SET TASK — Please report how many lines of the material below contain the word "water", giving only the number. Case counts.

= = = =

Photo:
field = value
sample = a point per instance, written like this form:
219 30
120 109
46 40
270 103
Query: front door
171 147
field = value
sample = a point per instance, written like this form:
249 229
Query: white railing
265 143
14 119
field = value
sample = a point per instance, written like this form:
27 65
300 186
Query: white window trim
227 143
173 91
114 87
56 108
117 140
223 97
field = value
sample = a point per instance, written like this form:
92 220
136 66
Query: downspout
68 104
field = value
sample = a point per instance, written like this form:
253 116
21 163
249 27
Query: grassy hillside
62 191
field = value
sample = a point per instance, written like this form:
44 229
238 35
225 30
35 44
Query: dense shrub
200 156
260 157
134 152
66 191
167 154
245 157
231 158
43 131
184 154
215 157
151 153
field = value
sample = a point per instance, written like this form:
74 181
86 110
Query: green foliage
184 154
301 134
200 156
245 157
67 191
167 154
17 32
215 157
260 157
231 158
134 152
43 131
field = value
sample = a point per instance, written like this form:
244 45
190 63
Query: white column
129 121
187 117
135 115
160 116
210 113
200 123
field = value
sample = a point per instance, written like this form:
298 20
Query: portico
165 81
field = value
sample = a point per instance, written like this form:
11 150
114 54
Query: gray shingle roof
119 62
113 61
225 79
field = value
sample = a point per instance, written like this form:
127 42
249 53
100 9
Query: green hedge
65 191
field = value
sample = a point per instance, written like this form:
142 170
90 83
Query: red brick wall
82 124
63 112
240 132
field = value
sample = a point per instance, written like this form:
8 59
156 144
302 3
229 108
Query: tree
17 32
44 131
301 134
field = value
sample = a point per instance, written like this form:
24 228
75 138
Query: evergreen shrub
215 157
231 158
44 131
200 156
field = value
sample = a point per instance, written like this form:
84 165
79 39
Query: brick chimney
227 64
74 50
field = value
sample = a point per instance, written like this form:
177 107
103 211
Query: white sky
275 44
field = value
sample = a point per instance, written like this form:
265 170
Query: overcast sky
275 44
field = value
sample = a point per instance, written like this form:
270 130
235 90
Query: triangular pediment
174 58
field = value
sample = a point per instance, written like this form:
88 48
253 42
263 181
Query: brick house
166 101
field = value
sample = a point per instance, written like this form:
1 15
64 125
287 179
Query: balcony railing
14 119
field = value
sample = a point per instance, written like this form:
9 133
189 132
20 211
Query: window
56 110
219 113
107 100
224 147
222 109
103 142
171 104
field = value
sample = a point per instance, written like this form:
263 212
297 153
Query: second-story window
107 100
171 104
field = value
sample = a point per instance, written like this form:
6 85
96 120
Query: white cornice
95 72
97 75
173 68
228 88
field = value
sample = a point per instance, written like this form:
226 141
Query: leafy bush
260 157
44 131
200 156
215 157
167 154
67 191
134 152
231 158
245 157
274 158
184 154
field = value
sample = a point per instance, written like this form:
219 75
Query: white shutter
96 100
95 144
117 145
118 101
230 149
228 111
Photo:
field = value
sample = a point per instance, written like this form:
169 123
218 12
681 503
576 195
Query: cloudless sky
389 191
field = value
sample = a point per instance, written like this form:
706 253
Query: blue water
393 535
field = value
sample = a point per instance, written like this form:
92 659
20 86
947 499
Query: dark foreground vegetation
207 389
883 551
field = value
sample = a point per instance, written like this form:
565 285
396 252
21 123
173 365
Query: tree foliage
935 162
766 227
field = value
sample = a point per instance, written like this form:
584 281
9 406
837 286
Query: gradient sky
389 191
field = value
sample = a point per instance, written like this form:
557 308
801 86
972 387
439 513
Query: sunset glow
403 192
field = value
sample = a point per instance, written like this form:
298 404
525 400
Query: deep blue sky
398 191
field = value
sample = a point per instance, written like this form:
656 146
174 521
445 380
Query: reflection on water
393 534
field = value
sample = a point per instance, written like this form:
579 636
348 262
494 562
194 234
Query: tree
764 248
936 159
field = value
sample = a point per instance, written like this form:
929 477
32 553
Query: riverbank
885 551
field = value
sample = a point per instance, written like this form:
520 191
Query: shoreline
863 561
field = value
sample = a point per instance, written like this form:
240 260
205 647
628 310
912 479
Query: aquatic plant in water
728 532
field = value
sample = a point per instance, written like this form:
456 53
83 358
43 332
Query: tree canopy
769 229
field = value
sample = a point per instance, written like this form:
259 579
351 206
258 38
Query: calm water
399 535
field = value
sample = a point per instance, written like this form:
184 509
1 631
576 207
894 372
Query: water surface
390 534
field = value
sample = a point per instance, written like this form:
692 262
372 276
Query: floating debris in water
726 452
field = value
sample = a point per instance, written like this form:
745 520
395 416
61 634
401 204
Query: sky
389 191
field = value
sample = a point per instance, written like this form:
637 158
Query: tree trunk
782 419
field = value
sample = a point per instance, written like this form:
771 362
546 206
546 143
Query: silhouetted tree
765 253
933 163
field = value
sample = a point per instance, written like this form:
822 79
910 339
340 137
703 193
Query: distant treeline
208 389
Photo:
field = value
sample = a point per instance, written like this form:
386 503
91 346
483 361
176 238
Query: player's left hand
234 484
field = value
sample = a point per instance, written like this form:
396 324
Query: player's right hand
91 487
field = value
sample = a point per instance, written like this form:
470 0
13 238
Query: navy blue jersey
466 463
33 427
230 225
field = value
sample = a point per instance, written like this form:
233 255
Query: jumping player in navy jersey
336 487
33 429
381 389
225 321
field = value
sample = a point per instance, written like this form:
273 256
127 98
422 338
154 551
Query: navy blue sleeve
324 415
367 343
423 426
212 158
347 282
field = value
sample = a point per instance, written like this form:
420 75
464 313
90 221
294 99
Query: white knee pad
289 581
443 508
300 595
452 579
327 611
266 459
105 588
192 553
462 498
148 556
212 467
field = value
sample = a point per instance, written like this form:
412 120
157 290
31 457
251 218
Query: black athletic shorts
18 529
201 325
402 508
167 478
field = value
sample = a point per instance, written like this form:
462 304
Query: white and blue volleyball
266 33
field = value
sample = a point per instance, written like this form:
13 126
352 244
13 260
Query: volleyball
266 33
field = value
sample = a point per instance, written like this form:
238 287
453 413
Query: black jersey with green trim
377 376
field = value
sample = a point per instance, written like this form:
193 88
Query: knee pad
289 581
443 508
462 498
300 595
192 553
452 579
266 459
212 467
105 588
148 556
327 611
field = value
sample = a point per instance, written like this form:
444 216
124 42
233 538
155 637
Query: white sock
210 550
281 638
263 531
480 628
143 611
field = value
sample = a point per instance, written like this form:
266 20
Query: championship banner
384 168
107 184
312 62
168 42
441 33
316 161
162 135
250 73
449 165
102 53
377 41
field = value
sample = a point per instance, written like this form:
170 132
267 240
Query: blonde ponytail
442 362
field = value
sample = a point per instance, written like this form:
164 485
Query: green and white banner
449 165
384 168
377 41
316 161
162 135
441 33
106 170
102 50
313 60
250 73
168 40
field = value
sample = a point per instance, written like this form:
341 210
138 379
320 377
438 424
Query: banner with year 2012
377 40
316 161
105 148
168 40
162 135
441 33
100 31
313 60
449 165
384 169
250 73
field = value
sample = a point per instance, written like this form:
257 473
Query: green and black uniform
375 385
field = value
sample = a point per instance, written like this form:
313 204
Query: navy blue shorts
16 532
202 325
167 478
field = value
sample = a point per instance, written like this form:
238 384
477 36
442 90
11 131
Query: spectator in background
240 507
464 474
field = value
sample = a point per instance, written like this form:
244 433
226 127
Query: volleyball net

= = = =

FINAL RESULT — 6